* **DIRECTION 1**
Answer these questions from the range-diff thread:
(a) Which option is preferred over tbdiff's `--no-patches` for suppressing the diffs between patches?
(b) What error message does `git range-diff --no-patches` print?
(c) Which other command's `-h` output is given as an example of not showing diff-related options?

* **SELECTED EXCERPT**
======

Re: [PATCH v4 05/21] range-diff: also show the diff between patches

2018-07-30 Thread Thomas Gummerer

On 07/30, Johannes Schindelin wrote:
> Hi Thomas & Eric,
> 
> On Sun, 29 Jul 2018, Thomas Gummerer wrote:
> 
> > On 07/29, Eric Sunshine wrote:
> > > On Sun, Jul 29, 2018 at 3:04 PM Thomas Gummerer  
> > > wrote:
> > > > On 07/21, Johannes Schindelin via GitGitGadget wrote:
> > > > > Just like tbdiff, we now show the diff between matching patches. This 
> > > > > is
> > > > > a "diff of two diffs", so it can be a bit daunting to read for the
> > > > > beginner.
> > > > > [...]
> > > > > Note also: while tbdiff accepts the `--no-patches` option to suppress
> > > > > these diffs between patches, we prefer the `-s` option that is
> > > > > automatically supported via our use of diff_opt_parse().
> > > >
> > > > One slightly unfortunate thing here is that we don't show these
> > > > options in 'git range-diff -h', which would be nice to have.  I don't
> > > > know if that's possible in git right now, if it's not easily possible,
> > > > I definitely wouldn't want to delay this series for that, and we could
> > > > just add it to the list of possible future enhancements that other
> > > > people mentioned.
> > > 
> > > This issue is not specific to git-range-diff; it's shared by other
> > > commands which inherit diff options via diff_opt_parse(). For
> > > instance, "git log -h" doesn't show diff-related options either, yet
> > > it accepts them.
> > 
> > Fair enough, that makes sense.  Thanks for the pointer!
> > 
> > There's one more thing that I noticed here:
> > 
> > git range-diff --no-patches
> > fatal: single arg format requires a symmetric range
> > 
> > Which is a slightly confusing error message.  In contrast git log does
> > the following on an unrecognized argument:
> > 
> > git log --no-patches
> > fatal: unrecognized argument: --no-patches
> > 
> > which is a little better I think.  I do however also thing the "fatal:
> > single arg format requires a symmetric range" is useful when someone
> > genuinely tries to use the single argument version of the command.  So
> > I don't know what a good solution for this would be.
> 
> I immediately thought of testing for a leading `-` of the remaining
> argument, but I could imagine that somebody enterprisey uses
> 
>   git range-diff -- -my-first-attempt...-my-second-attempt
> 
> and I do not really want to complexify the code... Ideas?

Good point.  I can't really come up with a good option right now
either.  It's not too bad, as users just typed the command, so it
should be easy enough to see from the previous line what went wrong.

======

* **RECORDS PROVIDED**
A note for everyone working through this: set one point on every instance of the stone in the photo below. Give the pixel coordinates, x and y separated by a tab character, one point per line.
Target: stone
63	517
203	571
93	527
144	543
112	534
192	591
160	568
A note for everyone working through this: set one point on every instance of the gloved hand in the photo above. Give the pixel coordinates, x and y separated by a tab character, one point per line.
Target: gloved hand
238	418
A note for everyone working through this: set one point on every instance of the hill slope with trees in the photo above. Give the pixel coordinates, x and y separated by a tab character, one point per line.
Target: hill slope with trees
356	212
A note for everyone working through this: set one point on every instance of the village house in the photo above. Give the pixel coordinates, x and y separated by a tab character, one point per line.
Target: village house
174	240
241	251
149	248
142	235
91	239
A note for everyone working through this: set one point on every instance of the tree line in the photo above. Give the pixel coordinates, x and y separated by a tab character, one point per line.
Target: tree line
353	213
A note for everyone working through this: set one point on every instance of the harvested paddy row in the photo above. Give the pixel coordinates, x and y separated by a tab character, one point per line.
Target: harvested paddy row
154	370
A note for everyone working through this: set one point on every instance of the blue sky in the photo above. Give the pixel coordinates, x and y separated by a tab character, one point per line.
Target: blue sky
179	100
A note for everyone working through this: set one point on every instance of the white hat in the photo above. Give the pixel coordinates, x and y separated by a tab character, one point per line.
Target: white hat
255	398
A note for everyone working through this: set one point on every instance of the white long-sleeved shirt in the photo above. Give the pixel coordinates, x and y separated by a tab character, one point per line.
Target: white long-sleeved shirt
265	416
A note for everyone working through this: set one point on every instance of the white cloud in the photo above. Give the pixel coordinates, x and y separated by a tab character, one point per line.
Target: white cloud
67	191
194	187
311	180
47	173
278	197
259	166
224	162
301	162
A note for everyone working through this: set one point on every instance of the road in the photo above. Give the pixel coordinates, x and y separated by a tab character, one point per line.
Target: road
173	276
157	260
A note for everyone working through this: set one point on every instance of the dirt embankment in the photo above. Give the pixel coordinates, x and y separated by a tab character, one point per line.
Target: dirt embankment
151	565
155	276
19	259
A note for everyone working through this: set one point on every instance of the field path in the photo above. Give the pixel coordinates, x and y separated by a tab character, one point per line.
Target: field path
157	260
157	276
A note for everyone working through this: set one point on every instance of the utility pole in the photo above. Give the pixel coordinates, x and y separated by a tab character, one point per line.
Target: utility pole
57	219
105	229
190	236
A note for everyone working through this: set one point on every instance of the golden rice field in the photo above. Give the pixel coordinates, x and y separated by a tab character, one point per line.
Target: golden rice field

======

* **DIRECTION 2**
Rewrite the records from the line that contains "of the utility" through the last line of the records, with "utility pole" replaced by "electric pole" and nothing else changed.

* **ANSWER 1**
(a) The `-s` option.
(b) fatal: single arg format requires a symmetric range
(c) `git log` (`git log -h`).

* **ANSWER 2**
A note for everyone working through this: set one point on every instance of the electric pole in the photo above. Give the pixel coordinates, x and y separated by a tab character, one point per line.
Target: electric pole
57	219
105	229
190	236
A note for everyone working through this: set one point on every instance of the golden rice field in the photo above. Give the pixel coordinates, x and y separated by a tab character, one point per line.
Target: golden rice field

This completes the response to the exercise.